Laura, Jennifer, and Alice displayed their favorite parts of Otis Dooda: Strange but True, written by Ellen Potter and illustrated by David Heatley (Feiwel and Friends, June 2013).


Two businessman on their way to lunch were super excited about Otis Dooda too!


As you can see below, Laura, Tara, and Jennifer were each intrigued by Women, Sex, Power, and Pleasure by Evelyn Resh (Hay House, March 2013).


The delicious pie recipes in Sweetie-Licious Pies by Linda Hundt (Skirt! Books, October 2013) got Laura's and Tara's attention.


When the train emptied out, Jennifer had fun reading The Fate of Mercy Alban by Wendy Webb (Hyperion, February 2013).


When it was time for our subway adventure to end, Laura, Tara, and Jennifer got a little choked up reading the last book, This Is How You Say Goodbye from Victoria Loustalot (St. Martin's Press, September 2013).


Thanks for joining us on our subway adventure!

For more about our recent books, take a look through the Recent and Upcoming Titles section of our website--all of the books make for great holiday gifts!

Thursday, December 12, 2013

OUR PICNICS IN THE SUN is "a psychological dazzler," "a stunner," "transcendent"

Award-winning mystery author Morag Joss's latest, Our Picnics in the Sun, came out from Delacorte Press/Random House a few weeks ago. Already it's been receiving simply stellar reviews!

Entertainment Weekly called Our Picnics in the Sun a “psychological dazzler” and named it to their “Must Read” list.


The Milwaukee Journal Sentinel recently featured the book in a glowing review. The below excerpt gives you a taste of the book, as well as a sense of how stunning it is:

Told in multiple voices, Joss' novel is a stunner. It's crime fiction the way Kate Atkinson is crime fiction — a novel cleverly plotted around a single event that reaches out across the story in mysterious and menacing ways. Set in an isolated farm in the English moors, Picnics in the Sun examines the lives of Howard and Deborah after Howard has had a debilitating stroke. Their marriage is in decay; their lives, like their farmhouse, are crumbling. The plot becomes increasingly suspenseful as a festering event in their past infects their present and a stranger inserts himself cruelly into their lives.

● Work to complete
Can you print the passage of the book blog post starting at "Laura, Jennifer, and" and ending at "Friends, June 2013).", word for word?

● Dataset entries

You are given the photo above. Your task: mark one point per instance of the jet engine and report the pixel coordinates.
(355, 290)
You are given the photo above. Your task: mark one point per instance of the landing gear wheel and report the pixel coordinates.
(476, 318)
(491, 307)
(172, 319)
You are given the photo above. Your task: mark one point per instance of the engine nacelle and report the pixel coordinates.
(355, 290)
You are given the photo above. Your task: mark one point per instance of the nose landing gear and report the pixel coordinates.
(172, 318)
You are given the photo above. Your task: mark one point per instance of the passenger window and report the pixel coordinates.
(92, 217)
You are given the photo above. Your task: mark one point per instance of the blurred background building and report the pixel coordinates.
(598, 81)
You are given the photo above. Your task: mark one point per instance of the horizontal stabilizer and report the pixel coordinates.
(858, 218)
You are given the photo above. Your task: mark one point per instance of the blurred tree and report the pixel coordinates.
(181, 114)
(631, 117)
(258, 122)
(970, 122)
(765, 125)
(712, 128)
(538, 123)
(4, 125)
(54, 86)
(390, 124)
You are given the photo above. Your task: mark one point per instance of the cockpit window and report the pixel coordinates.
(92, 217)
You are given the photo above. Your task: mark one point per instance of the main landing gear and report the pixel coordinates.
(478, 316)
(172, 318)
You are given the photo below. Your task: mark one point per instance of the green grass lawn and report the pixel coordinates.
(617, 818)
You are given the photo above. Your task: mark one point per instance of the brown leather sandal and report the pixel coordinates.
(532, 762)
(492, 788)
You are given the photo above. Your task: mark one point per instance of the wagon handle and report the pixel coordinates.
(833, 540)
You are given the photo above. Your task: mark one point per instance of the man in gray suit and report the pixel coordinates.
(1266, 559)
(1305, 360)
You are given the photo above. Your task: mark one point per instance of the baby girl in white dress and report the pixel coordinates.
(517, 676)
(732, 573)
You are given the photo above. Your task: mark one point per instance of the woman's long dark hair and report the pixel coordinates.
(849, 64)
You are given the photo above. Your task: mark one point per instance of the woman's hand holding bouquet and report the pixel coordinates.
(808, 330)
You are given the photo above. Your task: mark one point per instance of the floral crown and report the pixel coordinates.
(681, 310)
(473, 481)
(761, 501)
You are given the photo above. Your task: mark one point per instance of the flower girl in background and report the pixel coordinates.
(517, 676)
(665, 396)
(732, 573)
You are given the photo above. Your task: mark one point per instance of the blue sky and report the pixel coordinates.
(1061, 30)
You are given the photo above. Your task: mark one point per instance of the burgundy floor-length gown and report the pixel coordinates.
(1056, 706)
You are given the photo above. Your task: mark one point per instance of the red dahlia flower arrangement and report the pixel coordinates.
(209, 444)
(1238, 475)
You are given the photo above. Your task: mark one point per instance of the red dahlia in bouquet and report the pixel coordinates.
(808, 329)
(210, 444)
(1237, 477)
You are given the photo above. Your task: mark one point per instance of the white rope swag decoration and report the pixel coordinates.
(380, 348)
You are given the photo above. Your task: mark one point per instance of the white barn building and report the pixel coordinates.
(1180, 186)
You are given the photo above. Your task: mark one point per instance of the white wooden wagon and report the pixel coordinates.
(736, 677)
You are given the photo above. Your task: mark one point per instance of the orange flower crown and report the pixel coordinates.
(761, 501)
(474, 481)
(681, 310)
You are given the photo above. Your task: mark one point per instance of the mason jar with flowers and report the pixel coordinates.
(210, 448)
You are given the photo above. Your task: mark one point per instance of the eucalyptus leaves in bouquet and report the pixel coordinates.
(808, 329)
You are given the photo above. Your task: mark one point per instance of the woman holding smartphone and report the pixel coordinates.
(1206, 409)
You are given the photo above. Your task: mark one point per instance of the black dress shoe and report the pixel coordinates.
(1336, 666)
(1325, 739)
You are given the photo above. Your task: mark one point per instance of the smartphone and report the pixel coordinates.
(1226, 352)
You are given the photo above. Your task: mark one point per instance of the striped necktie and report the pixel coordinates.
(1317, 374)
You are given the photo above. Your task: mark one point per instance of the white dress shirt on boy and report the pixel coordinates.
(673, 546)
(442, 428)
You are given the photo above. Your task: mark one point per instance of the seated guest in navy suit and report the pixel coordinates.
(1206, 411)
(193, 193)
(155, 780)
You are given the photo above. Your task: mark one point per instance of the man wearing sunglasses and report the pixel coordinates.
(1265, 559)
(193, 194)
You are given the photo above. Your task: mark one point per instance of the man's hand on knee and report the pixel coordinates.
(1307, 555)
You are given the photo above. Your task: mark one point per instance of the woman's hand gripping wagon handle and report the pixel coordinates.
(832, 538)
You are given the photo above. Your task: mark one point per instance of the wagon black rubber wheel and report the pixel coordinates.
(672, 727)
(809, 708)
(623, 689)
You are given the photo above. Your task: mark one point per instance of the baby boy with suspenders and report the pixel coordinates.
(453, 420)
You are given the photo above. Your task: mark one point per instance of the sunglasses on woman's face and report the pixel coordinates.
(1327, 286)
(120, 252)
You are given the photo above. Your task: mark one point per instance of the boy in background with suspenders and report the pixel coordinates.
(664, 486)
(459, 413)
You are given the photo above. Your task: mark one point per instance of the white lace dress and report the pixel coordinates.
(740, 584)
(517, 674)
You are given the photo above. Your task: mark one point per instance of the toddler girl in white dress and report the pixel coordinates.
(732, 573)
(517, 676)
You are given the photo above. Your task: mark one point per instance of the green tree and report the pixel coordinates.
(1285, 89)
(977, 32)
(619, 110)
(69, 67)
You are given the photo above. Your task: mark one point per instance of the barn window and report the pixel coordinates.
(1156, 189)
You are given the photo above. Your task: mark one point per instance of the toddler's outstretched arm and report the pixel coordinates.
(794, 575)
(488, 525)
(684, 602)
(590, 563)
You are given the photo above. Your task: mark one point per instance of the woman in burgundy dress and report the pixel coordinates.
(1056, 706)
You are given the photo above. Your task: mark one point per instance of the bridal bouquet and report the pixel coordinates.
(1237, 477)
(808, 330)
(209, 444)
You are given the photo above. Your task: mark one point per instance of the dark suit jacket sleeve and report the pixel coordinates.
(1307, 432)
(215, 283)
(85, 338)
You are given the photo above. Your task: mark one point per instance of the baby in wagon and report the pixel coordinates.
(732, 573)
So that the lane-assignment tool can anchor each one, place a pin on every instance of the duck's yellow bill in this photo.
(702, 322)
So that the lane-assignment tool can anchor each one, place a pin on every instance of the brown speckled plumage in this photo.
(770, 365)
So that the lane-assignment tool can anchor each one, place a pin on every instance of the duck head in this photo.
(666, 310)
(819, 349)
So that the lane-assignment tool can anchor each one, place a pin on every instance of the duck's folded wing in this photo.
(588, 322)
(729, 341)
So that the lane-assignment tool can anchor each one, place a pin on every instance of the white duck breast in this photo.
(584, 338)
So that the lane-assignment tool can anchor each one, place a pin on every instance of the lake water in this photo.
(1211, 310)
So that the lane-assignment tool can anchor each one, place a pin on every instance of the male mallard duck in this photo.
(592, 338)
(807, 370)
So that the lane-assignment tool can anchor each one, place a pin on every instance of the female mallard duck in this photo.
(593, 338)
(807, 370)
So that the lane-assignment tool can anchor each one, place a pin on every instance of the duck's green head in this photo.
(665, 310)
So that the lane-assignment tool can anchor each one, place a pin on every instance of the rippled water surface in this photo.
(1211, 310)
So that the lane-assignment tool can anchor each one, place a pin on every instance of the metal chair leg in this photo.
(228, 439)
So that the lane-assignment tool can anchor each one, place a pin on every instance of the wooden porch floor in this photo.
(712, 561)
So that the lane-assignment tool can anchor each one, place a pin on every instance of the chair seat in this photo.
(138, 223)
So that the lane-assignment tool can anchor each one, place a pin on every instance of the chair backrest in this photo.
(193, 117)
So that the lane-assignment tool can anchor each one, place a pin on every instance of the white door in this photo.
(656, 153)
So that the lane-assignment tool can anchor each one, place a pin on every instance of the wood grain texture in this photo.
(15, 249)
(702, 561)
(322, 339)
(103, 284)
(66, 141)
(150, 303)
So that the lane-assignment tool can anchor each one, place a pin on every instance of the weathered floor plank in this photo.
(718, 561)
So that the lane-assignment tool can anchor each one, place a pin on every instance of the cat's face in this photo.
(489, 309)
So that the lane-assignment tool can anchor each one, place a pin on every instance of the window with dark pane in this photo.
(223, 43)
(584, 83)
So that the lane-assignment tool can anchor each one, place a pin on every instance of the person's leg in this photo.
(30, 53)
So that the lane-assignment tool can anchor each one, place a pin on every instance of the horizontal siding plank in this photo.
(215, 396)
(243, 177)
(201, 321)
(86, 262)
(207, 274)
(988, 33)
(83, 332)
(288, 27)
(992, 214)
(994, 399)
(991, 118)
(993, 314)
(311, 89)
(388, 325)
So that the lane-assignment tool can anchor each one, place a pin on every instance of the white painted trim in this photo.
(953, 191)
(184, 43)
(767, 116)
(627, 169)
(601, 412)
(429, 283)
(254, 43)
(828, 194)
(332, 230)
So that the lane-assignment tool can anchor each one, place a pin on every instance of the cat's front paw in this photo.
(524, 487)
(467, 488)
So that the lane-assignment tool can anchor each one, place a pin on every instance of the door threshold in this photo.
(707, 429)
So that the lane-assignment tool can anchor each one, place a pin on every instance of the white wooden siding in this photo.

● Response to this exercise
Laura, Jennifer, and Alice displayed their favorite parts of Otis Dooda: Strange but True, written by Ellen Potter and illustrated by David Heatley (Feiwel and Friends, June 2013).